**PASSAGE PROVIDED**:
===

1.02. The Closing. The closing of the Company Purchase (the "Closing")
shall take place at the offices of Xxxxx XxXxxxx LLP, Xxx Xxxxxxx Xxxxxx, Xxxxx
0000, Xxxxxxxxxxxx, Xxxxxxx and shall be effective as of 11:59 p.m.,
Indianapolis time, on March 15, 2002 (the "Effective Time"). The date on which
the Closing occurs shall be referred to herein as the "Closing Date." The place,
date and time of the Closing may be changed by mutual agreement of the parties.
1.03. (a) Purchase Price. The aggregate purchase price to be paid at
the Closing by the Company to the Selling Shareholder for the Shares shall be
Thirty-Six Million Nine Hundred Fifty- Four Thousand One Hundred Eighty Dollars
($36,954,180) (the "Purchase Price"), or Ten Dollars ($10.00) for each of the
Shares.
(b) Fee. In addition to the Purchase Price, the Company shall pay to
the Selling Shareholder and its designee at the Closing a total transaction fee
(the "Transaction Fee") of Fifty Cents ($0.50) for each share of common stock of
the Company sold by the Selling Shareholder to the Company and the ESOP;
provided, however, that the Transaction Fee shall not exceed Two Million Eight
Hundred Thousand Dollars ($2,800,000) in the aggregate.
1.04. Method of Payment. At the Closing, the Company shall pay in
immediately available funds by wire transfer to (a) the Selling Shareholder an
amount equal to the Purchase Price, and (b) the Selling Shareholder and its
designee an aggregate amount equal to the Transaction Fee, as specified on
Exhibit A hereto. At least 72 hours prior to the Closing, the Selling
Shareholder shall provide the Company with instructions for payment of the
Purchase Price and the Transaction Fee, including wire transfer instructions,
for itself and its designee.

===

**LISTED ENTRIES**:
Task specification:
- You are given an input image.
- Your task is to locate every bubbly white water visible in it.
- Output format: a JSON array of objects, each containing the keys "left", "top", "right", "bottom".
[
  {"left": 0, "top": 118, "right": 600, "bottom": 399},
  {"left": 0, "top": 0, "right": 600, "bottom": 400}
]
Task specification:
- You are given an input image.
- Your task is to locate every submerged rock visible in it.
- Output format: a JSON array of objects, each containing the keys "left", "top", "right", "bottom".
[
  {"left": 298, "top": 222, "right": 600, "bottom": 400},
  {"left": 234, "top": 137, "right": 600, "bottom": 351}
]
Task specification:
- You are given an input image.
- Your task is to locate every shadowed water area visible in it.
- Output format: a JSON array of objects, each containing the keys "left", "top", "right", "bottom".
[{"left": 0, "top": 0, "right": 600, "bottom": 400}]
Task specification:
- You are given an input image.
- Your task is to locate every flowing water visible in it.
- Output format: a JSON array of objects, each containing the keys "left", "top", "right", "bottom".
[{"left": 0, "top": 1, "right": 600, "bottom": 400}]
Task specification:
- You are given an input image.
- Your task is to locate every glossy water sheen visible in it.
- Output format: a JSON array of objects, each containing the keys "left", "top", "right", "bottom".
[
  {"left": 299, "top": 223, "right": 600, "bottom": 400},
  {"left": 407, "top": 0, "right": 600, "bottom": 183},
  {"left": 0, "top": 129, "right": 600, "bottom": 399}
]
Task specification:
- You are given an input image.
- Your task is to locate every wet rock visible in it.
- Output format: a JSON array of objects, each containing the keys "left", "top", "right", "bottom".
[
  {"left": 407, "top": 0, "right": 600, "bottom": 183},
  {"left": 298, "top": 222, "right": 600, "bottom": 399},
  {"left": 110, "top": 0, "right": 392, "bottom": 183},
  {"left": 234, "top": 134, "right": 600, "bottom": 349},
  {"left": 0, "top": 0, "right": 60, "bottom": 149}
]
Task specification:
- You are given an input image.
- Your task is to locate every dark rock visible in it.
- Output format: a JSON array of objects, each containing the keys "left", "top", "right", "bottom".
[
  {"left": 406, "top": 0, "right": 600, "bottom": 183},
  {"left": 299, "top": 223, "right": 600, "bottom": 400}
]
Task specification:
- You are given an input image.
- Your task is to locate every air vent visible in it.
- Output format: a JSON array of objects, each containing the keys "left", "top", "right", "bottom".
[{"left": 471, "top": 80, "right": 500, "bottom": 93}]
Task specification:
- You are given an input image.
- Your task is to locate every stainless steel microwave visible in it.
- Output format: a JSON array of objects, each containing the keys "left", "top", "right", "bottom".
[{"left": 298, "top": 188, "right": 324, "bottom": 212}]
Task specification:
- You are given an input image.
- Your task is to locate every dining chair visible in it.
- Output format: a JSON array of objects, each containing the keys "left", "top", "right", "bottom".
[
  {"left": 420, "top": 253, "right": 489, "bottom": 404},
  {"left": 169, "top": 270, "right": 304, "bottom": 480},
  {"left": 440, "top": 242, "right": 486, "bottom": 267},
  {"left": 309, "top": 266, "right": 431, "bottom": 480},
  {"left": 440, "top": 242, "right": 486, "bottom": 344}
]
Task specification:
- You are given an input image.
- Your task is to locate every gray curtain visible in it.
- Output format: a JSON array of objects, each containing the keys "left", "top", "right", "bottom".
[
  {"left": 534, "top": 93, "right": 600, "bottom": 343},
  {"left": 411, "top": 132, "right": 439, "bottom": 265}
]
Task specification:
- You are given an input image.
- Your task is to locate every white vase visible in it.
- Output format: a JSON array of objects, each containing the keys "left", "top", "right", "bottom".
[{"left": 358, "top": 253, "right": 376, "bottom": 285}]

===

**CHALLENGE A**: In the purchase agreement excerpt, what is the maximum aggregate amount of the Transaction Fee?
**CHALLENGE B**: Condense the paragraph beginning "1.04. Method of Payment" in the purchase agreement excerpt into a short bulleted list that keeps its main facts.
**CHALLENGE C**: Reproduce everything in the purchase agreement excerpt from "1.04. Method of" down to "and its designee.".

**CORRECT ANSWER A**: Two Million Eight Hundred Thousand Dollars ($2,800,000).

**CORRECT ANSWER B**:
- At the Closing, the Company pays by wire transfer in immediately available funds.
- The Selling Shareholder receives an amount equal to the Purchase Price.
- The Selling Shareholder and its designee receive an aggregate amount equal to the Transaction Fee, as specified on Exhibit A.
- At least 72 hours before the Closing, the Selling Shareholder gives the Company payment instructions, including wire transfer instructions, for itself and its designee.

**CORRECT ANSWER C**:
1.04. Method of Payment. At the Closing, the Company shall pay in
immediately available funds by wire transfer to (a) the Selling Shareholder an
amount equal to the Purchase Price, and (b) the Selling Shareholder and its
designee an aggregate amount equal to the Transaction Fee, as specified on
Exhibit A hereto. At least 72 hours prior to the Closing, the Selling
Shareholder shall provide the Company with instructions for payment of the
Purchase Price and the Transaction Fee, including wire transfer instructions,
for itself and its designee.